━━ Records to process

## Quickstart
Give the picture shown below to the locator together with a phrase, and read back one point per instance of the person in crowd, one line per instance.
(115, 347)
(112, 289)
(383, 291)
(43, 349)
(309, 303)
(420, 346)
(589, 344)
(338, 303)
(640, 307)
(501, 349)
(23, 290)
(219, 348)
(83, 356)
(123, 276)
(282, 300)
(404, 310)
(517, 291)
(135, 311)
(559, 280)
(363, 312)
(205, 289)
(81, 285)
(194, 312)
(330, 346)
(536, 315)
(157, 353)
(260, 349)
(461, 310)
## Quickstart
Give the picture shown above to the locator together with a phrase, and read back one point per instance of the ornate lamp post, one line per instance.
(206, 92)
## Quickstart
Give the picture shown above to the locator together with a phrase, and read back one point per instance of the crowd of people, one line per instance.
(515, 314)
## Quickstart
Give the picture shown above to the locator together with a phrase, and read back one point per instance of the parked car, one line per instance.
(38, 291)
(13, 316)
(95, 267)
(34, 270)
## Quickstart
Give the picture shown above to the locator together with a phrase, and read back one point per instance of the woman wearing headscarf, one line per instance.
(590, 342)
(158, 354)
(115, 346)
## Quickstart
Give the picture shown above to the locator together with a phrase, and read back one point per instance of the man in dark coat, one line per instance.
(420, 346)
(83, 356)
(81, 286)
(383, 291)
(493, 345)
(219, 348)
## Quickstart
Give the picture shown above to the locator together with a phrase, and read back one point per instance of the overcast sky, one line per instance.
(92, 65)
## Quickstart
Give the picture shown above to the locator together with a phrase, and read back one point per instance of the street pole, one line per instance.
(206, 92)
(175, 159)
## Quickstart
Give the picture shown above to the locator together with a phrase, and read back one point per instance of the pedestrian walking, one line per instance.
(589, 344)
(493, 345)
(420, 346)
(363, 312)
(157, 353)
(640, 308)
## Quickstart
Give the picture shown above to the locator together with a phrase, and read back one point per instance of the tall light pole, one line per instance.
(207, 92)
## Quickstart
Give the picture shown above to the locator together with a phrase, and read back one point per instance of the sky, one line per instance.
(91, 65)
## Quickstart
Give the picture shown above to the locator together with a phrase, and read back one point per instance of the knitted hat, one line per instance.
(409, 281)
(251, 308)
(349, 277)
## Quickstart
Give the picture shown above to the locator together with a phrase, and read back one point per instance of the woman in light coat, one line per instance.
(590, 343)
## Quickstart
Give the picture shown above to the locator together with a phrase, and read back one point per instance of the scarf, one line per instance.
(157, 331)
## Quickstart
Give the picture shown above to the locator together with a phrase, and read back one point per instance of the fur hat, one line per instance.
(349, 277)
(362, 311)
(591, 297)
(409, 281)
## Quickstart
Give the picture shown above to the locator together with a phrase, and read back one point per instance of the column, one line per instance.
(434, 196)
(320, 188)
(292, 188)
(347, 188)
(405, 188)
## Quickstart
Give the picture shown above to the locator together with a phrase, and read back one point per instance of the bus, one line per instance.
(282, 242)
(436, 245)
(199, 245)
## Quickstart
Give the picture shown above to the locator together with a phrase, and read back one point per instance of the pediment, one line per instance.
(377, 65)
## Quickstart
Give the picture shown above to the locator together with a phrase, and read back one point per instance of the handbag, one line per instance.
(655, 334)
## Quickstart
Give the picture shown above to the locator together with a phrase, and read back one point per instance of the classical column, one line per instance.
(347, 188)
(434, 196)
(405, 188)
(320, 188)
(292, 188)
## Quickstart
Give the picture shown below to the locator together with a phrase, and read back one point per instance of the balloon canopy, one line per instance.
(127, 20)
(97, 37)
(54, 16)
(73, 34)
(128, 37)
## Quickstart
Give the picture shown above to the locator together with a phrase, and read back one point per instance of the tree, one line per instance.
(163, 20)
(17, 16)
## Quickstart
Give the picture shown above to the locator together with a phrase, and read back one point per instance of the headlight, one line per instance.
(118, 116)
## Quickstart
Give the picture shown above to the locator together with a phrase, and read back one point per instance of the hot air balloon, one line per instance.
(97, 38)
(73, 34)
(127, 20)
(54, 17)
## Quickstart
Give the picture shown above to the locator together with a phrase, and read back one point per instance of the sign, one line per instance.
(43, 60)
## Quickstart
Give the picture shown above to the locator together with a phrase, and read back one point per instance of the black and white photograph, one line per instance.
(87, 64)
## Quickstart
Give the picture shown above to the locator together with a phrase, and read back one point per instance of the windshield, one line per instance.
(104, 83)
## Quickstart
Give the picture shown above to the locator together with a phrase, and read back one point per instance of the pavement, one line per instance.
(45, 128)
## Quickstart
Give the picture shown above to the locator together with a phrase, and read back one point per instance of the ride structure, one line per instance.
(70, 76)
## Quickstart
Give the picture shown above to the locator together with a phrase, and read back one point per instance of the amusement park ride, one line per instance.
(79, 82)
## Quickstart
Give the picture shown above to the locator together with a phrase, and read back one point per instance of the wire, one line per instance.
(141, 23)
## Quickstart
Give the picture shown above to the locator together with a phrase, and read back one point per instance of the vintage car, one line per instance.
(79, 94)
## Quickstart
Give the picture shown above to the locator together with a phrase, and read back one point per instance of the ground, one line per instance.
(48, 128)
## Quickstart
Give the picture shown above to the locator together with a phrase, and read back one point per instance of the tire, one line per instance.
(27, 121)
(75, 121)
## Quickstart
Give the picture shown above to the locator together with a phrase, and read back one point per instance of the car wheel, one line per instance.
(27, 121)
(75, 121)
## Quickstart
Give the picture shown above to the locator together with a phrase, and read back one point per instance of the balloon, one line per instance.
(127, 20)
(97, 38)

━━━━

Repeat each record exactly, leaving nothing out.

## Quickstart
Give the picture shown below to the locator together with a phrase, and read back one point per instance of the person in crowd, one line per instance.
(115, 347)
(112, 289)
(383, 291)
(43, 349)
(309, 303)
(420, 346)
(589, 344)
(338, 303)
(640, 307)
(501, 349)
(23, 290)
(219, 348)
(83, 356)
(123, 276)
(282, 300)
(404, 310)
(517, 291)
(135, 311)
(559, 280)
(363, 312)
(205, 289)
(81, 285)
(194, 312)
(330, 346)
(536, 315)
(157, 353)
(260, 349)
(461, 310)
## Quickstart
Give the picture shown above to the locator together with a phrase, and read back one point per instance of the ornate lamp post, one line per instance.
(206, 92)
## Quickstart
Give the picture shown above to the locator together with a phrase, and read back one point per instance of the crowd of people, one line per instance.
(515, 314)
## Quickstart
Give the picture shown above to the locator together with a phrase, and read back one point per instance of the parked car, one line per instance.
(38, 291)
(13, 316)
(95, 267)
(34, 270)
## Quickstart
Give the picture shown above to the locator together with a phrase, and read back one point per instance of the woman wearing headscarf, one line per instance.
(590, 342)
(158, 354)
(115, 346)
## Quickstart
Give the picture shown above to the locator together with a phrase, and read back one point per instance of the man in dark coat, one line per instance.
(420, 346)
(83, 356)
(81, 286)
(383, 291)
(493, 345)
(219, 348)
## Quickstart
Give the picture shown above to the locator together with a phrase, and read back one point per instance of the overcast sky, one line per instance.
(92, 65)
## Quickstart
Give the picture shown above to the locator together with a phrase, and read back one point per instance of the street pole, one line per instance.
(206, 92)
(175, 159)
## Quickstart
Give the picture shown above to the locator together with a phrase, and read back one point per instance of the pedestrian walking, one line per instance.
(589, 344)
(493, 345)
(420, 346)
(363, 312)
(157, 353)
(640, 308)
## Quickstart
Give the picture shown above to the locator together with a phrase, and read back one point per instance of the tall light pole, one line per instance.
(207, 92)
## Quickstart
Give the picture shown above to the locator together with a phrase, and read back one point per instance of the sky, one line per instance.
(91, 65)
## Quickstart
Give the picture shown above to the locator together with a phrase, and read back one point per instance of the knitted hat, one line per instance.
(409, 281)
(251, 308)
(349, 277)
## Quickstart
Give the picture shown above to the locator together with a phrase, and read back one point per instance of the woman in light coat, one line per instance.
(590, 343)
## Quickstart
Give the picture shown above to the locator together with a phrase, and read back one point per instance of the scarf, one line per instance.
(157, 331)
## Quickstart
Give the picture shown above to the locator together with a phrase, and read back one point per instance of the fur hat, one line per instance.
(349, 277)
(362, 311)
(591, 297)
(409, 281)
## Quickstart
Give the picture shown above to the locator together with a phrase, and read back one point per instance of the column, one line per instance.
(434, 196)
(320, 188)
(292, 188)
(347, 188)
(405, 188)
## Quickstart
Give the picture shown above to the locator together with a phrase, and read back one point per instance of the bus, one line per instance.
(282, 242)
(436, 245)
(199, 245)
## Quickstart
Give the picture shown above to the locator together with a phrase, and read back one point per instance of the pediment, one line per instance.
(377, 65)
## Quickstart
Give the picture shown above to the locator together with a phrase, and read back one point per instance of the handbag, one line per instance.
(655, 334)
## Quickstart
Give the picture shown above to the locator together with a phrase, and read back one point per instance of the classical column, one line per instance.
(347, 188)
(434, 196)
(405, 188)
(320, 188)
(292, 188)
## Quickstart
Give the picture shown below to the locator together with a phrase, and read back one point per instance of the balloon canopy, one line per instance.
(127, 20)
(97, 37)
(54, 16)
(73, 34)
(128, 37)
## Quickstart
Give the picture shown above to the locator together with a phrase, and read back one point per instance of the tree, one line per instance.
(163, 20)
(17, 16)
## Quickstart
Give the picture shown above to the locator together with a phrase, and read back one point per instance of the headlight, one line per instance.
(118, 116)
## Quickstart
Give the picture shown above to the locator together with a phrase, and read back one point per instance of the hot air balloon, one line per instance.
(97, 38)
(73, 34)
(127, 20)
(54, 17)
## Quickstart
Give the picture shown above to the locator together with a phrase, and read back one point per instance of the sign, one line per instance.
(43, 60)
## Quickstart
Give the picture shown above to the locator together with a phrase, and read back one point per instance of the black and white photograph, one line per instance.
(87, 64)
## Quickstart
Give the picture shown above to the locator together with a phrase, and read back one point per instance of the windshield, one line per instance.
(104, 83)
## Quickstart
Give the picture shown above to the locator together with a phrase, and read back one point per instance of the pavement, one line per instance.
(45, 128)
## Quickstart
Give the picture shown above to the locator together with a phrase, and read back one point per instance of the ride structure, one line per instance.
(70, 76)
## Quickstart
Give the picture shown above to the locator together with a phrase, and read back one point per instance of the amusement park ride, one line per instance.
(79, 82)
## Quickstart
Give the picture shown above to the locator together with a phrase, and read back one point per instance of the wire, one line per instance.
(141, 23)
## Quickstart
Give the picture shown above to the locator together with a phrase, and read back one point per instance of the vintage car, one line per instance.
(79, 94)
## Quickstart
Give the picture shown above to the locator together with a phrase, and read back one point per instance of the ground, one line per instance.
(48, 128)
## Quickstart
Give the picture shown above to the locator together with a phrase, and read back one point per instance of the tire, one line per instance.
(27, 121)
(75, 121)
## Quickstart
Give the picture shown above to the locator together with a phrase, and read back one point per instance of the car wheel, one line per instance.
(27, 121)
(75, 121)
## Quickstart
Give the picture shown above to the locator together with a phrase, and read back one point per instance of the balloon, one line per instance.
(127, 20)
(97, 38)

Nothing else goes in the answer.